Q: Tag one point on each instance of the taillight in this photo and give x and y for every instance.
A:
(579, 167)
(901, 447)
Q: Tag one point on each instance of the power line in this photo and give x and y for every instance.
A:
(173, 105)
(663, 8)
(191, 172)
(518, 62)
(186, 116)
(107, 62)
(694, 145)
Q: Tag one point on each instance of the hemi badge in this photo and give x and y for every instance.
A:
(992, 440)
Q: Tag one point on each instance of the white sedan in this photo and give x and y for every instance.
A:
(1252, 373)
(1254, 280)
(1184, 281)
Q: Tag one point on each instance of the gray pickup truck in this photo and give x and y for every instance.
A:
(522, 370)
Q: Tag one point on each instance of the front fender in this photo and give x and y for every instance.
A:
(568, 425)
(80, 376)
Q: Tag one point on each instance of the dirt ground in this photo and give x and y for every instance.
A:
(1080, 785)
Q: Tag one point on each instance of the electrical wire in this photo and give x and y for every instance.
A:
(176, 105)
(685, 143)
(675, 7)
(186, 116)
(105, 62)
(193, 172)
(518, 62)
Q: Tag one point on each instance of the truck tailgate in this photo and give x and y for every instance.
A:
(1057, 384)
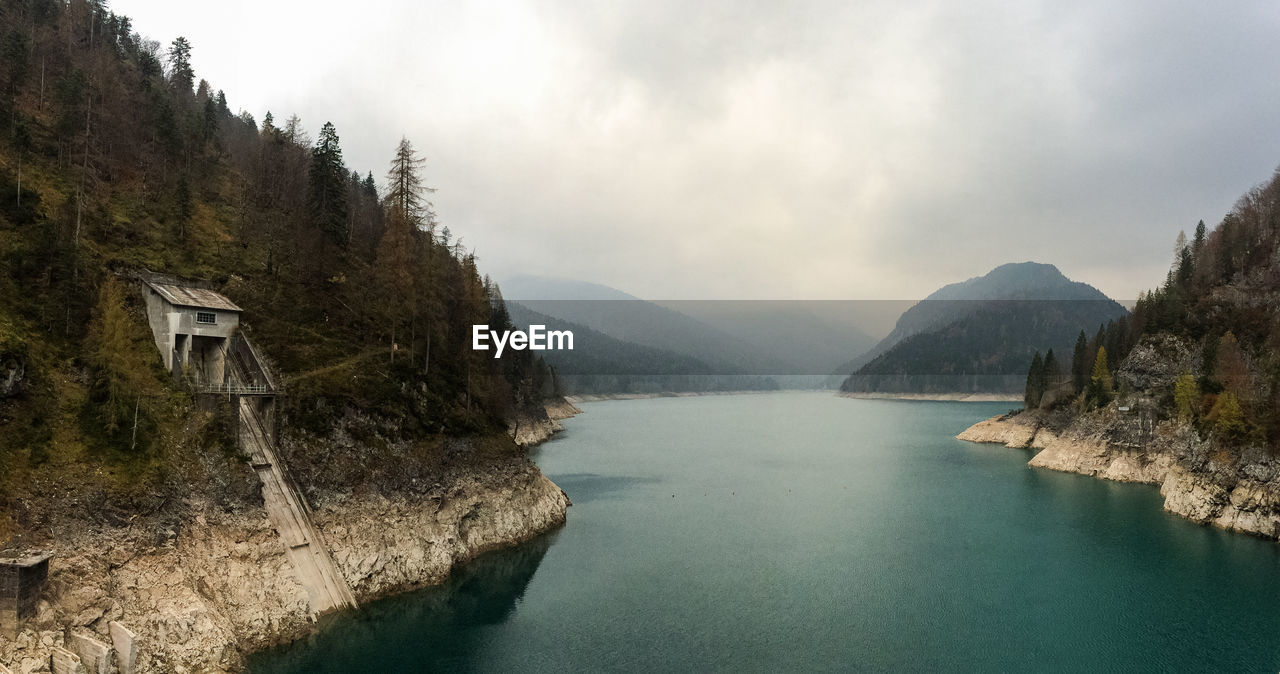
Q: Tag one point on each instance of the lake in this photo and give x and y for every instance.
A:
(799, 531)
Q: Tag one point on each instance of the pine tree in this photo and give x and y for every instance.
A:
(181, 73)
(1229, 367)
(1228, 417)
(1079, 363)
(328, 183)
(1052, 372)
(405, 189)
(1100, 380)
(1034, 383)
(1184, 395)
(120, 366)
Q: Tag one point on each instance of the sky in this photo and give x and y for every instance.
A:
(750, 150)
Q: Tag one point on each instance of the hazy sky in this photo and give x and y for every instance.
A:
(778, 150)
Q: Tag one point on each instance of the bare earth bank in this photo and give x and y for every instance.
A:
(202, 595)
(1238, 493)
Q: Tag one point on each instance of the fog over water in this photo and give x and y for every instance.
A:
(819, 150)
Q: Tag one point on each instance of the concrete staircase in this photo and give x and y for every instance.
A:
(286, 505)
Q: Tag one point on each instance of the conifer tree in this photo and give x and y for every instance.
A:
(1184, 395)
(1034, 383)
(1052, 372)
(328, 183)
(1228, 417)
(1100, 380)
(120, 367)
(181, 73)
(1079, 363)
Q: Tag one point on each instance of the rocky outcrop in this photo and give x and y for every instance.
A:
(13, 371)
(1238, 491)
(204, 594)
(1010, 430)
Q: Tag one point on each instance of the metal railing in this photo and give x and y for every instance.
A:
(237, 389)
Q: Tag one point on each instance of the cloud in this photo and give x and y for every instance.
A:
(757, 150)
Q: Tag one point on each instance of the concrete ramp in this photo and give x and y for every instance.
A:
(288, 512)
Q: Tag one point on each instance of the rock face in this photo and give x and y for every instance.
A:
(13, 371)
(220, 585)
(1234, 491)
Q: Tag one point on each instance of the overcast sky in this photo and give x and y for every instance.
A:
(731, 148)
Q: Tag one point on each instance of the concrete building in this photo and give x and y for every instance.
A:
(192, 328)
(22, 581)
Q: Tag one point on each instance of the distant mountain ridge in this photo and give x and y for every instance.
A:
(1013, 280)
(794, 340)
(979, 334)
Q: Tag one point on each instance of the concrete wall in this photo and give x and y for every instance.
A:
(21, 587)
(168, 321)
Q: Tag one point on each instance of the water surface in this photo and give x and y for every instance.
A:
(808, 532)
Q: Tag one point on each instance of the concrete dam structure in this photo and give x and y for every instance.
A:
(199, 334)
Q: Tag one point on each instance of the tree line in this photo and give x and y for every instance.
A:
(115, 156)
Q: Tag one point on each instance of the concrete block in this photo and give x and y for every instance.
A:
(94, 654)
(126, 643)
(63, 661)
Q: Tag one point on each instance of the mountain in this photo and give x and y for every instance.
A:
(626, 317)
(981, 334)
(799, 343)
(810, 337)
(603, 365)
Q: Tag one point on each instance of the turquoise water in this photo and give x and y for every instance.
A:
(807, 532)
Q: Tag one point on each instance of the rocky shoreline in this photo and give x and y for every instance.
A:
(936, 397)
(1237, 491)
(205, 592)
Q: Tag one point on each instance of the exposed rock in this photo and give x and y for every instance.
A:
(1010, 430)
(13, 371)
(1238, 493)
(220, 590)
(534, 427)
(1156, 362)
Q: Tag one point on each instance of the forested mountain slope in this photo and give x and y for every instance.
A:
(1206, 343)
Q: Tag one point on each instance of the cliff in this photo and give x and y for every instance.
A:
(210, 581)
(1233, 490)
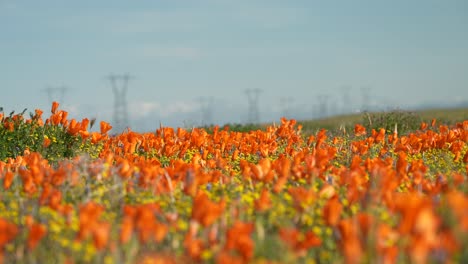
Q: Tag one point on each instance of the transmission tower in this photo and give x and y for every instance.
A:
(323, 105)
(345, 108)
(365, 92)
(286, 103)
(55, 93)
(206, 105)
(119, 85)
(252, 97)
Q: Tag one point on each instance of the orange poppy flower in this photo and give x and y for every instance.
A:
(264, 202)
(8, 232)
(36, 233)
(205, 211)
(332, 211)
(105, 127)
(55, 106)
(359, 130)
(238, 238)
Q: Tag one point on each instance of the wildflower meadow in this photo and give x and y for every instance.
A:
(271, 195)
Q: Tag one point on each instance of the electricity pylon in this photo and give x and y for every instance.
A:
(252, 97)
(286, 103)
(365, 92)
(206, 107)
(55, 93)
(119, 85)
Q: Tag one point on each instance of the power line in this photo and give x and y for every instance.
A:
(252, 99)
(119, 85)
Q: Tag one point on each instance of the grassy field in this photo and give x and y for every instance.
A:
(389, 190)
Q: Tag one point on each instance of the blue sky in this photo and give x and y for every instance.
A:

####

What you will do. Reproduce all of the lines above, replacing every occurrence of "this photo" with "this image" and leaving everything else unchanged. Omit the pictures from your answer.

Result for this exercise.
Q: Tag one point on each instance of the taillight in this image and give x and y for every instance.
A:
(579, 167)
(901, 447)
Q: Tag one point on each instance of the power line in this image and give x and y for every instance.
A:
(173, 105)
(663, 8)
(191, 172)
(518, 62)
(186, 116)
(107, 62)
(694, 145)
Q: Tag one point on each instance of the hemi badge in this image and give x and y for every instance.
A:
(992, 440)
Q: Tag one point on each instance of the white sedan in this image and give x and y for every instance.
A:
(1252, 373)
(1254, 280)
(1184, 281)
Q: Tag one point on each instance of the gray pickup truck in this image and give x and y for every instance.
A:
(522, 370)
Q: Tag one point on each instance of the front fender in this image and give x and y for every instance.
A:
(568, 425)
(80, 376)
Q: Tag one point on each instance of the dirt ground in this image and give x and y for every instance.
A:
(1080, 785)
Q: Tag one point on each instance of the electrical wire in this image and give x and y for every instance.
A:
(176, 105)
(685, 143)
(675, 7)
(186, 116)
(105, 62)
(193, 172)
(518, 62)
Q: Tag one point on each instance of the truck tailgate in this image and give x and y for every instance.
A:
(1057, 384)
Q: Tag one point on each instance of the lake in this image and give x and y for every instance.
A:
(799, 531)
Q: Tag one point on each instance of the pine tree in this image and give x and y for every instance.
A:
(181, 73)
(1229, 367)
(1228, 417)
(1079, 363)
(328, 183)
(1052, 372)
(405, 189)
(1100, 380)
(1034, 383)
(1184, 395)
(120, 366)
Q: Tag one point on each instance of the sky in this image and give x and y for every instance.
A:
(750, 150)
Q: Tag one point on each instance of the hazy sky in this image and give x and y for every instance.
A:
(778, 150)
Q: Tag one point on each instance of the bare earth bank in this image and give x and y for every instance.
A:
(202, 595)
(1238, 493)
Q: Tag one point on each instance of the fog over water in this image and give x and y for every instance.
A:
(819, 150)
Q: Tag one point on each instance of the concrete staircase in this image and give x and y for every instance.
A:
(286, 505)
Q: Tag one point on each instance of the conifer tree in this image and give x and y for every instance.
A:
(1184, 395)
(1034, 383)
(1052, 372)
(328, 183)
(1228, 417)
(1100, 380)
(120, 367)
(181, 73)
(1079, 363)
Q: Tag one point on each instance of the rocky outcrop in this image and give x and y for every instance.
A:
(13, 371)
(1238, 491)
(204, 594)
(1010, 430)
Q: Tag one point on each instance of the metal railing in this image and give x and y for every instance.
A:
(237, 389)
Q: Tag one point on each instance of the cloud in this image and give x and y for every instance.
A:
(757, 150)
Q: Tag one point on each instance of the concrete ramp in this image and give x and y for every instance.
A:
(288, 512)
Q: Tag one point on each instance of the rock face in this image and give x and y for every instance.
A:
(13, 371)
(220, 585)
(1234, 491)
Q: Tag one point on each instance of the overcast sky in this image and give x and y for every instance.
A:
(731, 148)
Q: Tag one point on each instance of the concrete building in this image and give x and y for every instance.
A:
(192, 328)
(22, 581)
Q: Tag one point on each instance of the distant mountain ridge in this image and give x and y for every instance.
A:
(1013, 280)
(794, 340)
(979, 334)
Q: Tag one point on each instance of the concrete wall in this image and give x and y for every instance.
A:
(21, 587)
(168, 321)
Q: Tag one point on each instance of the water surface in this image and give x and y for every instance.
A:
(808, 532)
Q: Tag one point on each instance of the concrete dam structure in this image and give x and y for every instance.
A:
(199, 334)
Q: Tag one point on each instance of the tree line in this image and give x and y for every instance.
A:
(115, 156)
Q: Tag one point on each instance of the concrete block in this image and give x and y for every instance.
A:
(94, 654)
(126, 643)
(63, 661)
Q: Tag one point on each instance of the mountain in this image and give x and y for every instance.
A:
(626, 317)
(981, 334)
(799, 343)
(810, 337)
(603, 365)
Q: Tag one point on each instance of the turquoise water in this image and give x and y for every instance.
A:
(807, 532)
Q: Tag one point on each instance of the rocky shoreline in this image and give x and y for every instance.
A:
(936, 397)
(1237, 491)
(205, 592)
Q: Tag one point on each instance of the exposed rock in this image and give x and y for every instance.
A:
(1010, 430)
(13, 371)
(1238, 493)
(220, 590)
(534, 427)
(1156, 362)
Q: Tag one point on each instance of the forested mountain slope in this image and give x and y for every instance.
A:
(1206, 343)
Q: Tag one point on each instance of the cliff in this image and give x and y for every instance.
A:
(210, 581)
(1233, 490)
Q: Tag one point on each instance of the transmission tower in this image and give x and y for every instance.
A:
(323, 105)
(345, 108)
(365, 92)
(286, 103)
(55, 93)
(206, 105)
(119, 85)
(252, 97)
Q: Tag one point on each instance of the orange poppy flower in this image and give x and y for every instance.
A:
(264, 202)
(8, 232)
(36, 233)
(205, 211)
(332, 211)
(105, 127)
(55, 106)
(359, 130)
(238, 238)
Q: Tag one point on each instance of the wildflower meadow in this image and give x and y for every instance.
A:
(271, 195)
Q: Tag one point on each instance of the electricity pylon in this image and give x and y for every instance.
A:
(252, 97)
(286, 103)
(365, 92)
(206, 107)
(55, 93)
(119, 85)
Q: Tag one point on each instance of the power line in this image and give x and y for every instance.
A:
(252, 99)
(119, 85)
Q: Tag one point on each instance of the grassy field in this image and give x and y for every instance.
A:
(389, 190)
Q: Tag one point on each instance of the blue sky in this image and give x and y for every instance.
A:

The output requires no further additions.